[Listed entries]
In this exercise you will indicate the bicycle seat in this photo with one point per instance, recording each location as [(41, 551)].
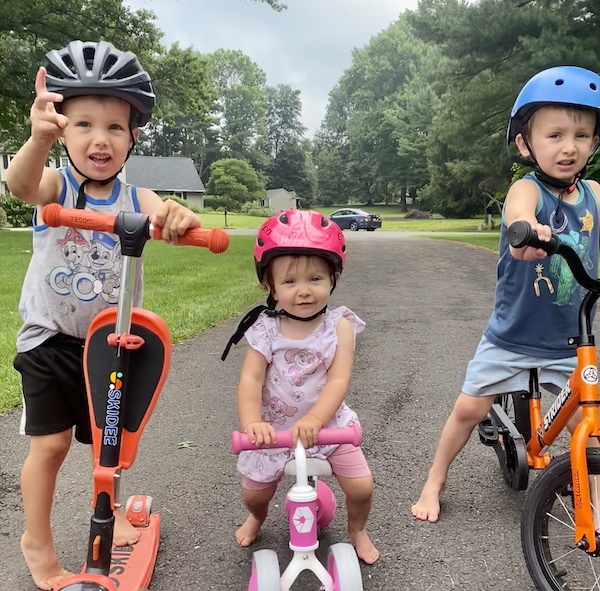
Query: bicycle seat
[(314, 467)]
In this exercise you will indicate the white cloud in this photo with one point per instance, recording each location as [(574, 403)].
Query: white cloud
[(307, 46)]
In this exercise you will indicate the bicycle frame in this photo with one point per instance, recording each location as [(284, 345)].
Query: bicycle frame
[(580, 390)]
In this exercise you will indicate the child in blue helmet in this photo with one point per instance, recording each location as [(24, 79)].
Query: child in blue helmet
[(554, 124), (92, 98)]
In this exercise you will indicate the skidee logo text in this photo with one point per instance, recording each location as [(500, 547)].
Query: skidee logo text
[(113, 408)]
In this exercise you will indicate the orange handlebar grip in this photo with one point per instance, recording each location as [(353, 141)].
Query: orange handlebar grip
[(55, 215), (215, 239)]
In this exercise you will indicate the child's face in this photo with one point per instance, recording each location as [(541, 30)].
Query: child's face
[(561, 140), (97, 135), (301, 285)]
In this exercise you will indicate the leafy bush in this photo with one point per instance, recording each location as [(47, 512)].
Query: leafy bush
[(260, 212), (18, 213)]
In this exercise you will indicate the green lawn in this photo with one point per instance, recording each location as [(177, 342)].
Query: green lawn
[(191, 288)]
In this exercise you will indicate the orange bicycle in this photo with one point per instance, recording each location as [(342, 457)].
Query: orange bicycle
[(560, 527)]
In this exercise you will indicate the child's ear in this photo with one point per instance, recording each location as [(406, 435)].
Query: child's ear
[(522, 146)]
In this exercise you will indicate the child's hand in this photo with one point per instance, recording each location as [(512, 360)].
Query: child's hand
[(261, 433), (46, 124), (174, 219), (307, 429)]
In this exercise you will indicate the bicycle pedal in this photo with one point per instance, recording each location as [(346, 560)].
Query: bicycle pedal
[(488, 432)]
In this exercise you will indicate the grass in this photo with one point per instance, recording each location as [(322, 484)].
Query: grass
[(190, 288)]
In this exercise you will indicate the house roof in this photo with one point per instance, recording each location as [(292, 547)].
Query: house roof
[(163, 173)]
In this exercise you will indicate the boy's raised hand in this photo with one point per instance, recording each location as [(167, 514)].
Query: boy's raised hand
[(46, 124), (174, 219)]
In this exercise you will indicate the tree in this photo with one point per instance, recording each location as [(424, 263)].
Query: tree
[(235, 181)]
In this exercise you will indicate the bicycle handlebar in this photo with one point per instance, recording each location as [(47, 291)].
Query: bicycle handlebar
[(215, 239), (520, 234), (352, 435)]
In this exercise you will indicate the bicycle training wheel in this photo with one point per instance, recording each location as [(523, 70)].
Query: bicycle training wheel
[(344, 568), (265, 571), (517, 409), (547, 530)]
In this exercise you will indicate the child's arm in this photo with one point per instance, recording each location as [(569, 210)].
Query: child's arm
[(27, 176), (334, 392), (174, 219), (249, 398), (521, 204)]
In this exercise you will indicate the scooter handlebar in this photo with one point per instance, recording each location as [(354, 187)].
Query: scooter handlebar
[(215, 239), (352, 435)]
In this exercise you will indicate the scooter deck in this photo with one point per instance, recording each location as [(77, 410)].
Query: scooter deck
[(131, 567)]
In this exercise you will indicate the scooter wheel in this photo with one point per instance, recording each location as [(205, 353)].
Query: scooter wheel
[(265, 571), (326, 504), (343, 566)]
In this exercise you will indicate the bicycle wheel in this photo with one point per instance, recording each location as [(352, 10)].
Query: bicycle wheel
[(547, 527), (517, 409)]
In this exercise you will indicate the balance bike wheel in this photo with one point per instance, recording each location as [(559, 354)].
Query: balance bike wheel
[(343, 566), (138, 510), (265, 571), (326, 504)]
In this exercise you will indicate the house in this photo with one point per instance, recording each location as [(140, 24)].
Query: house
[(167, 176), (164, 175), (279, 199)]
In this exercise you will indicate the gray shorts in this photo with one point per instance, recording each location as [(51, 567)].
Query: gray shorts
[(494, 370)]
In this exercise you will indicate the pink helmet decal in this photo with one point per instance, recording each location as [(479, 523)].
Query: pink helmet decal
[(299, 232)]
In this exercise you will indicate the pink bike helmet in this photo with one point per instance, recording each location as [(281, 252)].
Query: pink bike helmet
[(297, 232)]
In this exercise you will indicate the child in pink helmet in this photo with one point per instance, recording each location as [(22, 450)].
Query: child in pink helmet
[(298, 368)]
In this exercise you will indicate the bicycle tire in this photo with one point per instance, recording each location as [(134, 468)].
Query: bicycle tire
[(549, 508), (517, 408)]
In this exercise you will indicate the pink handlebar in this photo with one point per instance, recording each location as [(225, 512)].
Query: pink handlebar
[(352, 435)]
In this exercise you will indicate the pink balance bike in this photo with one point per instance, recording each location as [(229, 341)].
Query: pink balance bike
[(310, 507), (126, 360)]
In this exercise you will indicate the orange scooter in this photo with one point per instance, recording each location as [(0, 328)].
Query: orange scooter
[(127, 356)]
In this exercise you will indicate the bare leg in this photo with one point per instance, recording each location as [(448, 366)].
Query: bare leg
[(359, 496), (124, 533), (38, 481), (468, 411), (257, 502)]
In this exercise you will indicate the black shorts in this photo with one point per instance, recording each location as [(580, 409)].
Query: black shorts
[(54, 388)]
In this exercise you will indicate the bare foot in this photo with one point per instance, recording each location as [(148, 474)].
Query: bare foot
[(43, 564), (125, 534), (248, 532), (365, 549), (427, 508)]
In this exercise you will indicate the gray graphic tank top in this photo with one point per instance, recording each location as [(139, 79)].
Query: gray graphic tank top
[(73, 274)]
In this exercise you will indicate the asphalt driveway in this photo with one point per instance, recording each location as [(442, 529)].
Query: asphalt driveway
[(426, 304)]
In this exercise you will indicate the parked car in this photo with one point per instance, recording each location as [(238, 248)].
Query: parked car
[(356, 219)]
[/Listed entries]
• [About this task]: Please restate all of the listing above word for word, with no pictures.

• [Response to this task]:
In this exercise you will indicate the bicycle seat in this photo with one point per instance, recording each location as [(41, 551)].
Query: bicycle seat
[(314, 467)]
In this exercise you will indicate the white cloud in this photo with one point per instance, recording each location as [(574, 403)].
Query: white cloud
[(307, 46)]
In this exercise you will indicate the bicycle frame in this photo with one point per instance, recording each location as [(284, 345)].
Query: bicycle frame
[(580, 390)]
In this exercise you will indicate the child in blue helmet in this photo with one point per instance, recording each location as [(24, 79)].
Query: child in blue helmet
[(554, 124), (92, 98)]
In this exercise you will indicate the skidee logo text in this photo with one point per instance, recording each location as [(500, 547)].
Query: skidee logo text
[(113, 408)]
In this exercise you will indicate the orange handlebar grip in this photo with one point per instance, recording each location as [(353, 141)].
Query: orange handlebar grip
[(55, 215), (215, 239)]
In this exercise you will indicate the child's face in this photo with one point per instance, recording each location as [(541, 30)].
Query: child's face
[(561, 140), (97, 135), (301, 285)]
In this exercise you will indicate the leafy bush in this photo with one point per instance, recording each location as [(47, 512)].
Query: leafy bush
[(260, 212), (18, 213)]
In this exercise you will indicate the green lawn in this photo with one point per instance, recording each location as [(177, 342)].
Query: green lawn
[(191, 288)]
In this exercise you will indicate the orange bicycle in this photo with one point per instance, recording each location as [(342, 457)].
Query: orange bicycle
[(560, 527)]
In this exercise you will indicate the child's ear in this photo with one point per instance, recording each location as [(406, 435)].
Query: child's ear
[(522, 146)]
In this exercise you will indicate the child's hand in this photo with one point per instance, recording each location as [(512, 360)].
Query: child's hand
[(261, 433), (46, 124), (174, 219), (307, 429)]
In this exercise you will indicate the bicycle pedal in this photo with one point per instance, recording each location as [(346, 560)].
Query: bicycle pedal
[(488, 432)]
In this exercise you will indicate the grass in this photo with one point per instance, recording each location as [(322, 484)].
Query: grass
[(190, 288)]
In this exercise you will indicate the house roof in this photo with one point per instance, recording each location as [(292, 547)].
Query: house roof
[(163, 173)]
In this exercise you will indicate the boy's raised hand in this photo with one point per instance, recording each location as [(167, 514)].
Query: boy's raised hand
[(46, 124), (174, 219)]
In this exercise you will indicate the tree in this photo with one point per instance, recording each location as [(424, 263)].
Query: tree
[(235, 181)]
In this exercise you will indicate the bicycle handlebar in this photo with one point per instance, recording each location as [(47, 291)].
Query: bicycle handlebar
[(215, 239), (520, 234), (352, 435)]
In this exercise you will indicate the bicycle training wheel in this photo with one point per instance, recording each location as [(523, 70)].
Query: bicycle training wheel
[(344, 568), (265, 571), (517, 409), (547, 530)]
In this exercise you will indicate the child's arm in this photo with one point per instance, recording each location as [(569, 210)].
Query: child's arm
[(27, 176), (334, 392), (174, 219), (249, 398), (521, 204)]
In this exercise you will indicate the scooter handlebar in this photo with one point per instance, recording each location as [(354, 187)].
Query: scooter handlebar
[(215, 239), (352, 435)]
In this exercise you will indicate the scooter deck in this photo with one point per instance, recording each location as [(77, 410)].
Query: scooter deck
[(131, 567)]
In this exercise you will indicate the scooter wheel in this photo with one point per instance, recording each location as [(205, 353)].
Query: scooter wheel
[(265, 571), (326, 504), (343, 566)]
In this exercise you will indicate the bicycle wheel in this photo with one point per instance, recording each location as [(352, 10)].
Query: bicycle wheel
[(547, 527), (517, 409)]
In this exercise you will indicate the balance bike wheel in this photo with one point per instance, recording each location as [(559, 354)].
Query: balance bike wheel
[(343, 566), (138, 510), (265, 571), (326, 504)]
In this exercise you will indicate the house in this photo with one point per instance, recording each location as [(140, 24)].
Query: house
[(167, 176), (164, 175), (279, 199)]
In this exercise you will indicate the gray shorts in this photo with one point per instance, recording each location as [(51, 567)].
Query: gray shorts
[(494, 370)]
In this exercise you will indicate the pink helmet decal in this photo with one point per instance, recording each location as [(479, 523)].
Query: pink helmet decal
[(299, 232)]
In this exercise you will indicate the pink bike helmet in this photo with one point per instance, recording each location as [(281, 252)].
Query: pink bike helmet
[(297, 232)]
In this exercise you will indicate the child in pink helmet in this photo with one point per instance, recording each location as [(22, 450)].
Query: child in pink helmet
[(298, 368)]
In this exercise you will indicate the bicycle tire in this photo with one point per instance, recording each location as [(134, 468)].
Query: bicycle tire
[(549, 508), (517, 408)]
In this exercise you will indicate the pink handlebar in this photo with one point per instance, recording each location as [(225, 512)].
Query: pink handlebar
[(352, 435)]
In this exercise you will indicate the pink balance bike in this photo with one point per instance, recording each location as [(229, 341)].
Query: pink balance bike
[(310, 507), (126, 360)]
In this exercise you will indicate the orange scooter in this photo with one point per instance, recording each location as [(0, 328)].
Query: orange scooter
[(127, 356)]
In this exercise you will indicate the bare leg in this photo with one point per instance, recording each location as [(448, 366)].
Query: bare leg
[(359, 496), (124, 533), (38, 481), (468, 411), (257, 502)]
In this exercise you will indicate the black shorts in this photo with one point per instance, recording each location as [(580, 409)].
Query: black shorts
[(54, 388)]
In this exercise you will indicate the bare foot in this photo with one point per instance, recording each location as [(148, 474)].
Query: bare foot
[(43, 564), (125, 534), (248, 532), (365, 549), (427, 508)]
In this exercise you will indicate the gray graphic tank top in this photo with one point per instance, recording each location as [(139, 79)].
Query: gray graphic tank top
[(73, 274)]
In this exercise you will indicate the asphalt driveway in this photo with one point per instance, recording each location as [(442, 529)].
Query: asphalt driveway
[(426, 304)]
In this exercise you will indicate the parked car in this photo with one point per instance, recording each location as [(238, 248)].
Query: parked car
[(356, 219)]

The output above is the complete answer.